Veri kümesi kayıtları:
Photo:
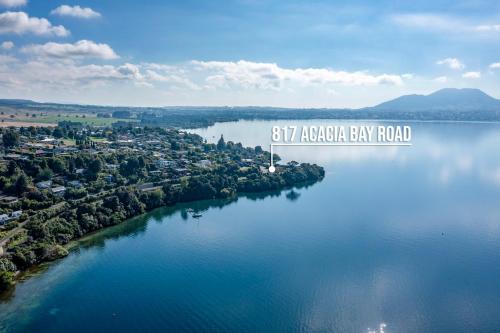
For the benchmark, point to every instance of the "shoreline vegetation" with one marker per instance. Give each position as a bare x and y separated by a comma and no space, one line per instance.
63,183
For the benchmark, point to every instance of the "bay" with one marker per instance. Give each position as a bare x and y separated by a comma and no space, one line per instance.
408,237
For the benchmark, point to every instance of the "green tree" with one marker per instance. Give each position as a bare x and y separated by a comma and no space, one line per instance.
221,144
10,139
21,184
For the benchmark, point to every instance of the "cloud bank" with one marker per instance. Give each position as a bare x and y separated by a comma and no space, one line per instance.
12,3
80,49
20,23
75,11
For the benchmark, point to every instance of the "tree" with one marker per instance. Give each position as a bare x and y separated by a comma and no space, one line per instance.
58,133
221,144
6,280
95,166
21,184
10,139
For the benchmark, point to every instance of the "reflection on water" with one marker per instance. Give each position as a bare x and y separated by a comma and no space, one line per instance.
407,237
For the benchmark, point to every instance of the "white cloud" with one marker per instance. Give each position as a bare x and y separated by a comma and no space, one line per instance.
80,49
7,45
428,21
12,3
452,63
488,27
439,22
152,75
20,23
75,11
441,79
471,75
248,74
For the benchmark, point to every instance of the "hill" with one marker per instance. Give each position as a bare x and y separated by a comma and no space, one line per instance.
445,99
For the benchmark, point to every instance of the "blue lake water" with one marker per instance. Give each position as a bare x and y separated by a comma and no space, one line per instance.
408,237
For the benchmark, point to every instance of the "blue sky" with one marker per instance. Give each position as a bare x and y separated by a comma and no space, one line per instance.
246,52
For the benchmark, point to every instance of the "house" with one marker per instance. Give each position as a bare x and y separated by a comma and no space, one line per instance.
15,215
44,185
204,164
4,218
58,190
161,163
8,200
75,184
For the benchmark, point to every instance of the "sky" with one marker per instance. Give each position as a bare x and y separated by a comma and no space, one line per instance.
284,53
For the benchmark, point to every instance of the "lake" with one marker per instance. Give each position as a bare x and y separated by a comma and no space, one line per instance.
407,237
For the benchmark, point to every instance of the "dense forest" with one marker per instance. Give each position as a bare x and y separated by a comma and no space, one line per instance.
115,183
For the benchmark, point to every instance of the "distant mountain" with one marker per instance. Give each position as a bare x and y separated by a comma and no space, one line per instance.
442,100
16,102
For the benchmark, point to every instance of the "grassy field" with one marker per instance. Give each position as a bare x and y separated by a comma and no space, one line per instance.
53,118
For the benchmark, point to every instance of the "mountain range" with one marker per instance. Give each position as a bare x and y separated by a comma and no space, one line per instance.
448,99
451,99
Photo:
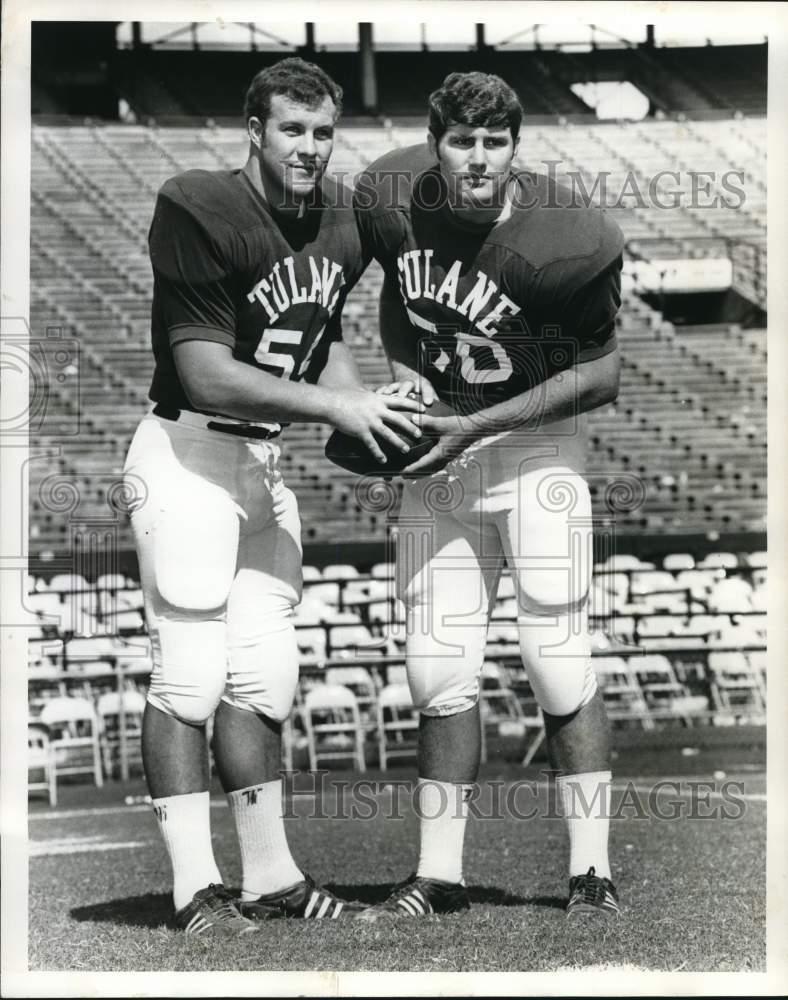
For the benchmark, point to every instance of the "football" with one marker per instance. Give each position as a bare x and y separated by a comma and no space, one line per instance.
352,454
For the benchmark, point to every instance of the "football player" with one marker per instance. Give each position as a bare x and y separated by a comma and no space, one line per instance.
497,310
251,269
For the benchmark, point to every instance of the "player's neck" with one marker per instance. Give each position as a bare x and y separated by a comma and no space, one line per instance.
480,218
279,205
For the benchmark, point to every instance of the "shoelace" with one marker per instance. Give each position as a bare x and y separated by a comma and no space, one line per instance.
403,890
592,888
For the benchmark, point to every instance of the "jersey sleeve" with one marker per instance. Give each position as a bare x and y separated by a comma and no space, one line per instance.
194,290
591,314
381,224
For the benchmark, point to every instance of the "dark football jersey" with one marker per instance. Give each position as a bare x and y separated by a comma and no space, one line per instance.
227,270
499,309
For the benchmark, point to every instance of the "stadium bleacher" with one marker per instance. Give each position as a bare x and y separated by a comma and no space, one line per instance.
690,418
682,643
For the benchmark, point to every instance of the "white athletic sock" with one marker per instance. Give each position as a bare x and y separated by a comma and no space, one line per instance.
185,824
266,861
443,810
585,805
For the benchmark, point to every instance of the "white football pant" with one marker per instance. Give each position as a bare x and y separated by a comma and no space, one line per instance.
218,540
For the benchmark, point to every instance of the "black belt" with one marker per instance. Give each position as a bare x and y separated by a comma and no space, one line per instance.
240,430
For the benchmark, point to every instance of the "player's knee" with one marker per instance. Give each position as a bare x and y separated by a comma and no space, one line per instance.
268,692
190,669
275,704
263,673
191,591
549,593
440,696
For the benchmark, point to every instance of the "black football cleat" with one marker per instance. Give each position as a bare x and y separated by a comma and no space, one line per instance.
418,896
213,912
591,894
304,900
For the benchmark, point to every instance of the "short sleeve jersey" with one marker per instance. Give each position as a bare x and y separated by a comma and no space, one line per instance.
501,309
227,270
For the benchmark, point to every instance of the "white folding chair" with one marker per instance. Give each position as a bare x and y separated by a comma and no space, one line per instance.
621,692
736,690
120,745
360,681
397,719
353,640
311,645
500,708
333,725
74,733
40,758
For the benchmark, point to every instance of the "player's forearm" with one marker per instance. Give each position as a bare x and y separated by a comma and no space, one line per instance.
564,395
237,390
341,370
400,339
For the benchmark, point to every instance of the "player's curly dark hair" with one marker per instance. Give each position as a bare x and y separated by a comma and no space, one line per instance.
294,78
475,99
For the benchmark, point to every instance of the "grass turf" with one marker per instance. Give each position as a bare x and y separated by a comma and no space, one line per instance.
109,909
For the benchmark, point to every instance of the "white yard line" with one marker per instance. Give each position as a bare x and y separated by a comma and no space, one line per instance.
48,848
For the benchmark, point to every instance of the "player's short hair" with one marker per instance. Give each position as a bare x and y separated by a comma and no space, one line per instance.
295,78
475,99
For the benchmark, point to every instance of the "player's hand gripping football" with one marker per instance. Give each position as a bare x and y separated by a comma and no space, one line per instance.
453,436
369,415
415,386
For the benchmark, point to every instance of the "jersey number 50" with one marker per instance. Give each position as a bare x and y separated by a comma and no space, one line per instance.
278,359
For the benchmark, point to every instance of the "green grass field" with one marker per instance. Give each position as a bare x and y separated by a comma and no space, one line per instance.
693,890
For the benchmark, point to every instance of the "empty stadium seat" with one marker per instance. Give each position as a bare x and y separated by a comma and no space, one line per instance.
334,729
397,723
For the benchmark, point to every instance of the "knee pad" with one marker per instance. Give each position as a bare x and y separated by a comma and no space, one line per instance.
263,667
556,652
190,669
442,684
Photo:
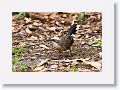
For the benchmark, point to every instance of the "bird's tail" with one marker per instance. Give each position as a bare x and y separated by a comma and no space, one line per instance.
72,29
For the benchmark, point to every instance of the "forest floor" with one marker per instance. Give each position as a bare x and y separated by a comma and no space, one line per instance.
31,52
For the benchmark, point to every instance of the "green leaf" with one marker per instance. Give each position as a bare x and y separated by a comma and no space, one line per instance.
23,66
80,16
16,60
74,68
18,50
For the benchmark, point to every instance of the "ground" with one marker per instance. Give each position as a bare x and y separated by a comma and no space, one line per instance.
32,52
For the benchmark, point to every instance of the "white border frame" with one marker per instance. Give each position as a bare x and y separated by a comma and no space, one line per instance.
104,77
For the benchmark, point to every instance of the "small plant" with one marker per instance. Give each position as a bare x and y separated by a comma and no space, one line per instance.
74,69
18,50
16,57
22,66
80,16
22,15
97,42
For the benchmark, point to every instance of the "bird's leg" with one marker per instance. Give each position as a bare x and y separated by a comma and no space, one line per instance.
70,54
59,54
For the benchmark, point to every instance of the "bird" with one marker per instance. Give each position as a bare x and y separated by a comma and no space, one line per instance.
64,42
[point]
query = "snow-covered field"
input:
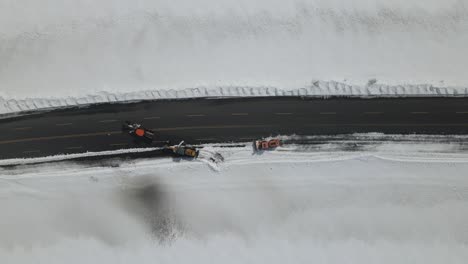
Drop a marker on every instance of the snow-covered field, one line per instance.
(56, 53)
(277, 207)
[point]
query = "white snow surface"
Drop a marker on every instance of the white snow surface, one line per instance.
(57, 53)
(298, 207)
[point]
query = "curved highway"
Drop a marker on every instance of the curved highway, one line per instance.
(196, 121)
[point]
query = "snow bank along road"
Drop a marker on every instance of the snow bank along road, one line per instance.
(98, 128)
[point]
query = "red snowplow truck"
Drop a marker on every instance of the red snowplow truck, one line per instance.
(266, 144)
(138, 132)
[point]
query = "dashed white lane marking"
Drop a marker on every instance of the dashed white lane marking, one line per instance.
(79, 147)
(207, 139)
(373, 113)
(31, 151)
(118, 144)
(23, 128)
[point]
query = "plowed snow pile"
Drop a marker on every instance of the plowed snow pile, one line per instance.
(56, 53)
(276, 207)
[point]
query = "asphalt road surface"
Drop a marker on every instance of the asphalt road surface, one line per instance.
(199, 121)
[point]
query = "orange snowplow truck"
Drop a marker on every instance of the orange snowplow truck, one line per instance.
(139, 132)
(267, 144)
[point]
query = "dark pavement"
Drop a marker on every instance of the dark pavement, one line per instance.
(197, 121)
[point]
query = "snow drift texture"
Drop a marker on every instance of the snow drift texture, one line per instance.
(70, 52)
(298, 207)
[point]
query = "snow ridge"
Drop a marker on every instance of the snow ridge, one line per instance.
(316, 89)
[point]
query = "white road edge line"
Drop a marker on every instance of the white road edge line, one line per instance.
(31, 151)
(75, 147)
(118, 144)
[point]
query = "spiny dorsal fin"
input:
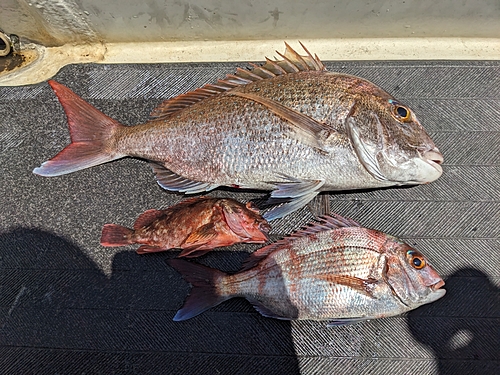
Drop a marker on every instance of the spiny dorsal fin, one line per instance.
(322, 224)
(291, 62)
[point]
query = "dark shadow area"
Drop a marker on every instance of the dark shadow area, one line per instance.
(463, 329)
(60, 314)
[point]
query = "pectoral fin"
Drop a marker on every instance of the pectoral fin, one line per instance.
(366, 157)
(364, 286)
(301, 192)
(198, 238)
(305, 128)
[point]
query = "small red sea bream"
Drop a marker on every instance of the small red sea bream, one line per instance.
(288, 126)
(333, 270)
(195, 225)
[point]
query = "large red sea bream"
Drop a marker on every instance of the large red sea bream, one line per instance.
(288, 126)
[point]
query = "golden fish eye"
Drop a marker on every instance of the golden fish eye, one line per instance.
(399, 111)
(415, 259)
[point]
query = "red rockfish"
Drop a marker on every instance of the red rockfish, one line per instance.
(196, 225)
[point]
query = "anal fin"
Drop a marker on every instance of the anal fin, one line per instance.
(169, 180)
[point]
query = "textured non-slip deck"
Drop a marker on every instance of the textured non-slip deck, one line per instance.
(70, 306)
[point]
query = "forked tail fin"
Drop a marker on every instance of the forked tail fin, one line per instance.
(204, 294)
(90, 132)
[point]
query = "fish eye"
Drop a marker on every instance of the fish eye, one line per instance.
(415, 259)
(399, 111)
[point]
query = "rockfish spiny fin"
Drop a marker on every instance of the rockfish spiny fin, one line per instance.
(204, 295)
(324, 223)
(90, 130)
(169, 180)
(292, 63)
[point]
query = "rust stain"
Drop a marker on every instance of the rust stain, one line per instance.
(16, 60)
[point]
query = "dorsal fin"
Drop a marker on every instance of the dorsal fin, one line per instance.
(291, 62)
(322, 224)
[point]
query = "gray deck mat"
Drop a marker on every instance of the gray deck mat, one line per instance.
(70, 306)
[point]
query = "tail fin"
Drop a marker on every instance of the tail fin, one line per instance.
(115, 235)
(90, 131)
(204, 294)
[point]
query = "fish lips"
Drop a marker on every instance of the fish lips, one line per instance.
(436, 292)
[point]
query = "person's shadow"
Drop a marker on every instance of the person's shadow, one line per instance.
(463, 329)
(60, 314)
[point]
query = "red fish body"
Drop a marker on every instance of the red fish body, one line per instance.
(333, 270)
(196, 225)
(288, 126)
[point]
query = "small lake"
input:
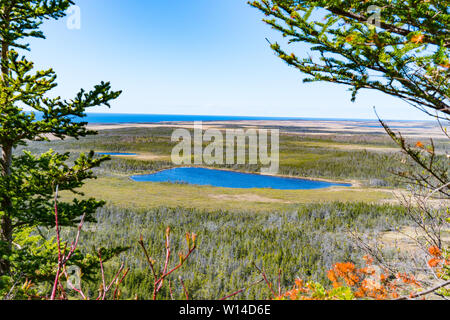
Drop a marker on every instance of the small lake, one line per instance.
(232, 179)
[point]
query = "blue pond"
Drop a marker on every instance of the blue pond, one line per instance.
(116, 154)
(231, 179)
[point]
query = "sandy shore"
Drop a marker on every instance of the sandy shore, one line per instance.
(417, 129)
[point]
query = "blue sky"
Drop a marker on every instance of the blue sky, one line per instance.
(192, 57)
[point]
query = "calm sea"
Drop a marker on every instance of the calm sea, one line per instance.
(115, 118)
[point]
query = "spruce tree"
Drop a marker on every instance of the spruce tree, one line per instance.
(397, 47)
(28, 181)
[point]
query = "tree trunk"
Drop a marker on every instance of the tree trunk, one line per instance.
(6, 227)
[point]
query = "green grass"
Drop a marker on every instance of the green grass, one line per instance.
(336, 158)
(125, 193)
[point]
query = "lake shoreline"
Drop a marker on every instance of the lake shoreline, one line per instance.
(353, 183)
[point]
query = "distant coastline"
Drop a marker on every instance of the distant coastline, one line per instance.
(124, 118)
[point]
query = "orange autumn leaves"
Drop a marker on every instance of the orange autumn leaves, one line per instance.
(437, 259)
(349, 282)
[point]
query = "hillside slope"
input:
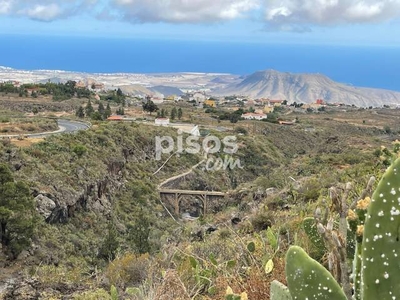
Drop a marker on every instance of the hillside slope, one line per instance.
(307, 88)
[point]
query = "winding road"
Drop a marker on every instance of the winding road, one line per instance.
(65, 126)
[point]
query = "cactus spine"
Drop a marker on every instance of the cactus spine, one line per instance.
(376, 224)
(279, 291)
(307, 279)
(381, 243)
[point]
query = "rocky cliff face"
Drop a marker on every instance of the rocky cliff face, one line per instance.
(308, 88)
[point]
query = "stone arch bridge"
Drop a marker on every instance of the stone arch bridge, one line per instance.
(175, 198)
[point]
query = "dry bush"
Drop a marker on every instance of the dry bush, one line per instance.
(128, 270)
(172, 288)
(256, 284)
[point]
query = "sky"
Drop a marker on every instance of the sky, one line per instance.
(338, 22)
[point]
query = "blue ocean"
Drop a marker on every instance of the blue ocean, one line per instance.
(365, 66)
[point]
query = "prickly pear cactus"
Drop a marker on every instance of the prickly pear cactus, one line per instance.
(310, 228)
(307, 279)
(279, 291)
(381, 240)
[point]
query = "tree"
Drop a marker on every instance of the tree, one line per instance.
(17, 213)
(149, 106)
(89, 109)
(97, 116)
(163, 113)
(101, 109)
(107, 112)
(110, 244)
(180, 113)
(174, 112)
(120, 111)
(80, 113)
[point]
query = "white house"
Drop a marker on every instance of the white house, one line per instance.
(162, 121)
(254, 116)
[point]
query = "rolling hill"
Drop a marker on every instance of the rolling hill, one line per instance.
(307, 88)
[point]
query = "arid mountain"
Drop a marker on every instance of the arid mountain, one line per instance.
(307, 88)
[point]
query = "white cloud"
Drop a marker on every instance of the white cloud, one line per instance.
(5, 7)
(43, 12)
(295, 13)
(287, 15)
(184, 11)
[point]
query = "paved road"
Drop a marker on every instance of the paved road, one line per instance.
(65, 126)
(71, 126)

Yapılacak iş: Yukarıdaki kayıtlarda "field" kelimesini içeren bütün satırları topla. Büyük ve küçük harf ayrımı dikkate alınsın.

Çözüm:
For the benchmark, point to every instance of the "grassy field" with one marker per instance. Give each position as a bare x and y separated by a comma and no space, one line per instance.
For the benchmark, point to every instance of the "green grass field" with one marker per instance. Give each position as a bare x and y separated by a comma and no space, one line per instance.
query = "snow-covered field"
Drop a marker on every instance of the snow-covered field, one line per instance.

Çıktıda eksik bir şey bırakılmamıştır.